▶ _Source excerpt_:

───

5. Charges and Payment

    5.1. In consideration to Wattics providing you with the Services, materials, and information you agree to pay the amount specified in your order confirmation on the times and dates specified therein. For hardware and software purchase, unless otherwise specified in the Order Confirmation or invoice all payments must be made upfront.
    5.2 Elastic Pricing: The Wattics technology allows the Partner activating/deactivating meters/data points as required and pay for what is active in a given month, while the minimum activation period for a given point in one month (only for credit card-based subscribers).
    5.3. The Partner agrees that Wattics may review the Standard prices for the Service. Any price increase to the Standard price would only come into effect at the time of annual/monthly renewal or upon the start of a new agreement. Wattics will give you one month’s notice of any increase in the monthly standard price and at least two months notice of the said increase before the renewal of each twelve month Agreement period.
    5.4. The price for the Service shall be exclusive of any value added tax which amount you will pay in addition when it is due to pay for the Service.
    5.5. If the Partner fails to pay Wattics any sum due pursuant to the contract, the Partner shall be liable to pay interest to Wattics on such sum from the due date for payment at the annual rate of 7% above the base lending rate from time to time of ECB, accruing on a daily basis until payment is made, whether before or after any judgment. Wattics reserves the right to claim interest under the EC (Late Payment in Commercial Transactions) Regulations 2002.
    5.6. If a payment is not successfully settled due to expiration of a credit card, insufficient funds, or otherwise, the Partner remains responsible for any amounts not remitted to Wattics and Wattics may, in its sole discretion, either (i) invoice the Partner directly for the deficient amount, (ii) continue billing the credit card once it has been updated by the Partner (if applicable) or (iii) terminate this Agreement.

6. White Labeling Service and Wattics’ Proprietary Rights

    6.1. Wattics authorises the Partner that has purchased a white-label (full-branding service) subscription to rebrand the platform to make it appear as if the Partner has made it and offer the platform to Partner’s customers.
    6.2. Except as expressly provided herein access to the Service and use of it, Wattics does not grant the Partner any technology and database rights or rights in the copyright, trademarks or any other intellectual property rights of Wattics or any third party.
    6.3. The information, Wattics materials, and database made available to you are protected by copyright and other intellectual property rights.

───

▶ _Data block_:
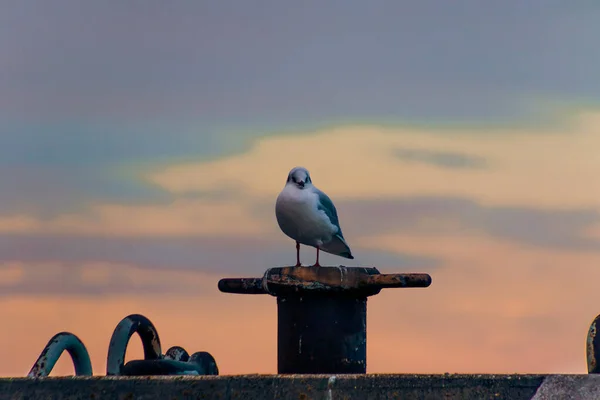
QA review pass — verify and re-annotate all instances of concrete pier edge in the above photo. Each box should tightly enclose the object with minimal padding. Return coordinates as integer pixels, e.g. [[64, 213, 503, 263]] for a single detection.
[[0, 374, 600, 400]]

───

Carry the Wattics partner terms forward, writing the clauses that follow 6.3.

    6.4. Wattics and associates reserve full rights to use the data in the database to provide extra services such as recommendations on saving actions, market information and new hardware or software services that may be governed by separate terms, as applicable. The customer owns any data fed to the platform and has full right to delete at any time in accordance with GDPR rules.
    6.5  Wattics reserves full rights to use and create analytics from the received data to improve the platform and provide services to customers derived from uploaded data.

7. Partner’s Obligations and Conduct

    7.1. Apart from giving dashboard access to Partner’s customers, any information, materials, and technical know-how available to the Partner is provided solely for Partner’s own use and the Partner agrees will not, without our written permission, transfer or sell or attempt to transfer your Partner Admin access to or use of the information, materials, or cloud admin platform or any of your Parnter rights or obligations under this Agreement to any other person/company unless: (a) That use is the purpose for which the partnership has been granted for, or (b) It is expressly permitted by Wattics in writing.
    7.2. During this Agreement Partner agrees not to: (a) Use the cloud platform, admin platform, information, materials or database fraudulently, in connection with or for purposes of a criminal offence, or otherwise unlawfully; (b) Attempt to gain unauthorised access to the information, materials, database or cloud platform or other networks connected to the cloud platform, through any means whatsoever; or (c) Modify any of the information, materials, database or any part of the cloud platform.
    7.3. The Wattics hardware is solely for use with the Wattics services. During and subsequent to this agreement the Partner agree not to reverse engineer any code, modify, re-use, internally examine, repair or attempt repair of the Wattics hardware and software.

8. Password and Security

    8.1. Wattics will provide the Partner with an account name with a unique username and password to enable the Partner to access the service via a designated cloud platform. According to purchased plan, Partner may have right to create multiple users and assign access rights and plan to those users.
    8.2. The Partner agrees that: (a) the Partner is responsible for maintaining the confidentiality of usernames, password and account details, be fully responsible for all activities of users and end customers, password or accounts created. And (b) Partner will immediately notify Wattics of any unauthorised use of platform, username password or account.

9. Obligations, Hardware Warranties, and Limitation of Liability

    9.1. Wattics warrants that as from the date of delivery the Wattics hardware and all their component parts, where applicable, are free from any defects in design, workmanship, construction or materials.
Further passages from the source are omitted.